Exercise requirements: Write out the part of the passage on physician age and patient mortality starting with "Older doctors obviously" and going on through "in recent decades.".

Document excerpt:
*** Block opens ***

Many professions require lifelong learning to stay up to speed. At the same time, work experience is a valuable part of lifelong learning. I have heard middle-age tech workers complain of ageism, claiming they are laid off ahead of younger colleagues due to their age and higher pay. Likewise, I’ve heard older tech workers say it’s harder to get a new job due to ageism. I have also heard young tech workers claim their older colleagues don’t keep up with advancing technology, often specializing in older programming languages that are falling out of favor (COBOL anyone, how about Pascal or Fortran?). It’s not just computer languages that change over time, it’s also true of medicine.
The Wall Street Journal ran an article questioning whether older physicians get worse results than younger ones.
Imagine you’ve been admitted to the hospital and you’re meeting the physician taking care of you for the first time. Who are you hoping walks through that door? Would you rather they be in their 50s with a good amount of gray hair, or in their 30s, just a few years out of residency?
Older doctors obviously had more years of experience since completing residency, with doctors under 40 having an average of 4.9 post-residency years of experience, increasing to 28.6 years for doctors over 60. Older doctors were also more likely to be male: 61% of doctors under 40 were men, compared to 84% of doctors over 60, reflecting the shift in gender makeup that has occurred in our profession in recent decades.
The study looked at hospitalists, internal medicine physicians who work in hospitals and treat hospitalized patients. The research found that patient mortality is related to physicians’ age.
Some percentage of hospitalized patients will survive or die no matter who their doctor is, but for others, their doctor’s clinical judgment, decision-making, and technical skill could be the difference between life and death.
Our statistical model found that as doctors got older, their patients had higher mortality rates. The rate for under-40 doctors was 10.8%, increasing to 11.1% in the 40-49 group, 11.3% in the 50-59 group, and 12.1% in the over-60 group.
What may be the cause of this difference in mortality? Are older doctors over-confident? Do younger doctors question their own skill and seek advice from other physicians or search the recent literature? Do older physicians begin to coast a decade or so before retirement?

*** Block closes ***

Dataset records:

*** Block opens ***

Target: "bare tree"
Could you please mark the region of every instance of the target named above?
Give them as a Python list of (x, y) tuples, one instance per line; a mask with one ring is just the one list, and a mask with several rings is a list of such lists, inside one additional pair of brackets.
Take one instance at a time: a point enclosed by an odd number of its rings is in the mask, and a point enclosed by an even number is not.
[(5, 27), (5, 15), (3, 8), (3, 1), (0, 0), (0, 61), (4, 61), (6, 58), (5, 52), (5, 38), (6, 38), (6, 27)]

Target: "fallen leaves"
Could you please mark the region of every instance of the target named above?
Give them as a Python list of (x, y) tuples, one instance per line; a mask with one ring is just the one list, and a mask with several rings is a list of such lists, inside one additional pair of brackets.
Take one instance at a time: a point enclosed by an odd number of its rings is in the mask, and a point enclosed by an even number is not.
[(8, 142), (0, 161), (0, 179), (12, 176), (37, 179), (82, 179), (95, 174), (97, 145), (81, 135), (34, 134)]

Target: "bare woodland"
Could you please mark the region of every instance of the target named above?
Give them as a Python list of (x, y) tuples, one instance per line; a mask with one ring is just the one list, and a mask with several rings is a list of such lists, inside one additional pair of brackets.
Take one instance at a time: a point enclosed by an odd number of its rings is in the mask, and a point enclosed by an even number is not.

*** Block closes ***

Problem solution:
Older doctors obviously had more years of experience since completing residency, with doctors under 40 having an average of 4.9 post-residency years of experience, increasing to 28.6 years for doctors over 60. Older doctors were also more likely to be male: 61% of doctors under 40 were men, compared to 84% of doctors over 60, reflecting the shift in gender makeup that has occurred in our profession in recent decades.